# Data shown start

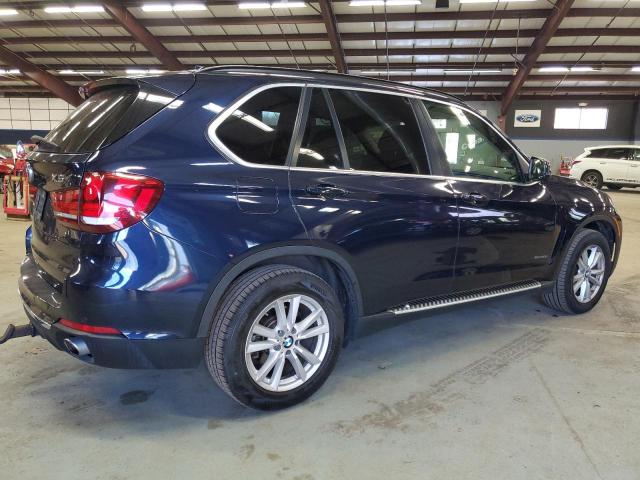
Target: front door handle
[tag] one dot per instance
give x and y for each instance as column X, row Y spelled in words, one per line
column 326, row 190
column 475, row 198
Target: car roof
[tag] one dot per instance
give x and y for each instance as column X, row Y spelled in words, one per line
column 334, row 79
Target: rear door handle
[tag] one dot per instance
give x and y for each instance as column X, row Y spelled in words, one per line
column 475, row 198
column 326, row 190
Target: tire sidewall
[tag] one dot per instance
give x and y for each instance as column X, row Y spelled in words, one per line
column 592, row 238
column 239, row 380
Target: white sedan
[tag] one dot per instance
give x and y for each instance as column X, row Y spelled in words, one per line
column 615, row 166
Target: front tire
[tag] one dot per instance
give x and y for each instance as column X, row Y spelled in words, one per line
column 583, row 274
column 275, row 338
column 592, row 178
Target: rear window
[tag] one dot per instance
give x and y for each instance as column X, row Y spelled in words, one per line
column 105, row 117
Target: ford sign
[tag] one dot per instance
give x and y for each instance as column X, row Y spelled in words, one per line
column 527, row 118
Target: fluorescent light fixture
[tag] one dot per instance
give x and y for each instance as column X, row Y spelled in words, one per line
column 254, row 5
column 393, row 3
column 288, row 5
column 477, row 70
column 76, row 9
column 176, row 7
column 384, row 72
column 189, row 7
column 379, row 3
column 582, row 69
column 80, row 72
column 553, row 69
column 157, row 7
column 494, row 1
column 142, row 71
column 281, row 4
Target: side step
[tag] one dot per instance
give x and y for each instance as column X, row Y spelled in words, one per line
column 441, row 301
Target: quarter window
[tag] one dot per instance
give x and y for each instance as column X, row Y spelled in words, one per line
column 472, row 148
column 260, row 131
column 319, row 148
column 380, row 132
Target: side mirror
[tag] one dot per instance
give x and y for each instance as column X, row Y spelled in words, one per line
column 539, row 168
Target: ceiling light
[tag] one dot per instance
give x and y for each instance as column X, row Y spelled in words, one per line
column 288, row 5
column 81, row 72
column 477, row 70
column 394, row 3
column 280, row 4
column 142, row 71
column 494, row 1
column 189, row 7
column 76, row 9
column 384, row 72
column 582, row 69
column 157, row 7
column 177, row 7
column 553, row 69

# Data shown end

## Problem
Revise all of the entries above by replacing every occurrence of "one dot per instance" with "one point per instance" and leaving everything else unchanged. Omit the pictures from your answer.

## The output
Target: front door handle
[tag] one point per instance
give x and y for each instance as column X, row Y spelled in words, one per line
column 326, row 190
column 475, row 198
Target: car roof
[tag] one point per instance
give x and y for each instance as column X, row Y spelled in words, one per line
column 334, row 79
Target: rear door handle
[tag] one point per instance
give x and y for each instance as column X, row Y spelled in words, one per line
column 475, row 198
column 326, row 190
Target: tire sidewall
[tag] one point per instance
give x and y for each instance as column X, row Y spelled in words, one per line
column 592, row 238
column 239, row 380
Target: white sedan
[tag] one point per instance
give x and y for each instance as column X, row Y spelled in words, one per line
column 615, row 166
Target: front tire
[tag] one point per instance
give x and y for each instance as column X, row Y spelled in words, one per line
column 583, row 274
column 275, row 338
column 592, row 178
Target: rear window
[tag] one point per instance
give x and y for each instance as column X, row Y spelled in words, one per line
column 105, row 117
Target: ford sign
[tag] one point per instance
give x and y for each instance as column X, row Y spelled in words, one per line
column 527, row 118
Target: fluorescent light fixture
[tag] one point per instance
give x and y for each instance as column X, row Y spelled in words, one per line
column 254, row 5
column 393, row 3
column 288, row 5
column 477, row 70
column 76, row 9
column 176, row 7
column 384, row 72
column 189, row 7
column 379, row 3
column 582, row 69
column 80, row 72
column 553, row 69
column 157, row 7
column 494, row 1
column 142, row 71
column 281, row 4
Target: side step
[tag] one point per instance
give x and y for each instance as column X, row Y spelled in words, one per line
column 441, row 301
Target: quarter window
[tag] one point per instance
give x and y for each instance as column X, row Y spelled in words, one per line
column 472, row 148
column 260, row 131
column 319, row 148
column 380, row 132
Target: side mirror
[tag] one point per instance
give x and y for each instance as column X, row Y spelled in words, one per line
column 539, row 168
Target: ceiling light
[tag] one point per instance
give x and y for each instance as column X, row Y spelled in words, one per line
column 288, row 5
column 81, row 72
column 477, row 70
column 394, row 3
column 280, row 4
column 142, row 71
column 494, row 1
column 189, row 7
column 76, row 9
column 384, row 72
column 582, row 69
column 157, row 7
column 177, row 7
column 553, row 69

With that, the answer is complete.